The traditional way of programming involves writing and maintaining a considerable source code base that is often not reusable by other clients.

By KevinPublished 6 years ago 3 min read

This is often called developing a monolithic application. Such an application is personalized to the needs of your client and can hardly be used by any other client. By redesigning your application so that you can reuse sections of your code for your other clients, you will be able to provide a toolkit of shareable code. However, your software library is still constrained by the programming language you use. Microservice extends this view further by turning your shareable library into an independent standalone service. Here are different ways to view microservices.

Dedicated

A microservice is a small and dedicated autonomous role-specific service that can be called by any software client as it is hosted remotely and accessed via the web. A microservice is often deployed on the cloud and hosted on platforms such as AWS (Amazon Web Services), Google Cloud, Microsoft Azure, IBM Bluemix and Alibaba Cloud. Examples of microservices are many and can include document conversion from one format to another, image processing and enhancement, address verification and location to user authentication and validation.

Language-Independent

A microservice can be used by software written in any programming language because access to a microservice is done through established web APIs or Application Programming Interfaces. These APIs are executed through the web via HTTP with well-defined addresses and query parameters. Depending on where the microservice is hosted, the returned results may be in standardized JSON or XML formats that are easy to parse. Popular programming languages written to support microservices include Java, Python, Ruby, Javascript, C++, and C#. Artificial intelligence, machine learning and deep learning algorithms are often written in Python and can be made available as serverless microservices.

Distributed and Modular

A microservice client application is no longer monolithic but distributed and modular. Instead of maintaining your databases for all of your code, you can delegate sections of your code to use microservices with their databases and only maintain a smaller number of custom databases. Debugging an application based on a microservice architecture is made easier as you get to focus your resources more on the personalized sections of your application. Choosing reliable and mature third-party microservices is essential to produce robust applications.

--------------------

Continue the article on microservices from the point where it stops.

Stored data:

--------------------

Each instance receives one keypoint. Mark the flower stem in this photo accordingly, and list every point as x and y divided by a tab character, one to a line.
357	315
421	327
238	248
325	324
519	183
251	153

--------------------

▸ Result
Full Stack

An application that utilizes the microservice architecture can be a full stack application where development focuses on both the frontend user interface and backend logic and database processing. Both sections can utilize microservices to achieve their tasks. A frontend development typically needs user authentication and validation which is well-served by a microservice deploying the OAuth2 protocol. A backend development may involve the basic CRUD (Create, Read, Update and Delete) operations of a database served by another microservice. An e-commerce application may utilize a payment processing microservice to handle secure credit card transactions.

Parallel Development

An organization that deploys the microservice architecture can reduce the software life cycle from months to weeks by structuring their development and testing in parallel. For example, frontend services can be developed and tested in parallel with backend services as they do not encroach upon each other. When both sections have been thoroughly tested, they can be integrated seamlessly. Using third-party microservices frees up an organization's resources to adapt to Agile-Scrum development methodology and project management.

Scaleable

Microservice architecture is often scaleable as new features can be added to it by providing more end-user API entry points. As long as the existing APIs do not change or additional variants of the existing APIs are added, microservice users can continue to enjoy the new benefits without changing their existing code. Much of the microservice development and testing can be done remotely too. This opens up many new work-at-home opportunities for professional developers.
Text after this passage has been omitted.